§ **Given instruction**
Could you substitute "elephant tusk" for "elephant ear" in the listing below and write it out again with everything else unchanged, leaving out the pictures?

§ **Excerpted records**

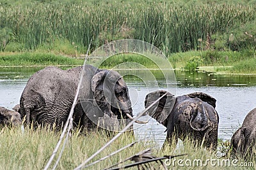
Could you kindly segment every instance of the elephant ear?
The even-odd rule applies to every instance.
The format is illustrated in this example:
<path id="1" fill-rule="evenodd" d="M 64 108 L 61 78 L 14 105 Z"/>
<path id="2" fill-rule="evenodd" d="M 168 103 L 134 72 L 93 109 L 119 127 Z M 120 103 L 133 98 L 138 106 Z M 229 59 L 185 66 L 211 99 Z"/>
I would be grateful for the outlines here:
<path id="1" fill-rule="evenodd" d="M 108 104 L 103 90 L 103 83 L 108 72 L 108 70 L 103 70 L 95 74 L 91 80 L 91 89 L 93 93 L 93 105 L 98 106 L 103 113 L 110 115 L 110 105 Z"/>
<path id="2" fill-rule="evenodd" d="M 145 100 L 145 108 L 147 108 L 166 93 L 166 96 L 148 110 L 148 114 L 163 125 L 165 125 L 167 117 L 172 112 L 176 102 L 176 97 L 167 91 L 157 90 L 147 94 Z"/>
<path id="3" fill-rule="evenodd" d="M 195 92 L 187 94 L 190 98 L 199 98 L 215 108 L 216 100 L 209 94 L 203 92 Z"/>
<path id="4" fill-rule="evenodd" d="M 93 93 L 96 91 L 97 86 L 103 84 L 103 81 L 108 72 L 108 70 L 101 71 L 93 76 L 91 80 L 91 89 Z"/>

§ **Solved exercise**
Could you kindly segment every instance of the elephant tusk?
The even-odd rule applies to every instance.
The format is illustrated in this example:
<path id="1" fill-rule="evenodd" d="M 64 108 L 61 78 L 14 105 Z"/>
<path id="2" fill-rule="evenodd" d="M 168 103 L 134 72 L 93 109 L 119 127 Z M 120 103 L 133 98 L 138 106 Z M 229 59 L 185 66 L 211 99 Z"/>
I would be grateful for the outlines here:
<path id="1" fill-rule="evenodd" d="M 108 104 L 103 90 L 103 83 L 108 72 L 108 70 L 103 70 L 95 74 L 91 80 L 91 89 L 93 93 L 93 105 L 98 106 L 103 113 L 110 115 L 110 105 Z"/>
<path id="2" fill-rule="evenodd" d="M 145 100 L 145 108 L 147 108 L 166 93 L 166 96 L 148 110 L 148 114 L 163 125 L 165 125 L 167 117 L 172 112 L 176 102 L 176 97 L 167 91 L 157 90 L 147 94 Z"/>
<path id="3" fill-rule="evenodd" d="M 195 92 L 187 94 L 190 98 L 199 98 L 215 108 L 216 100 L 209 94 L 203 92 Z"/>
<path id="4" fill-rule="evenodd" d="M 93 93 L 96 91 L 97 86 L 103 84 L 103 81 L 108 72 L 108 70 L 101 71 L 93 76 L 91 80 L 91 89 Z"/>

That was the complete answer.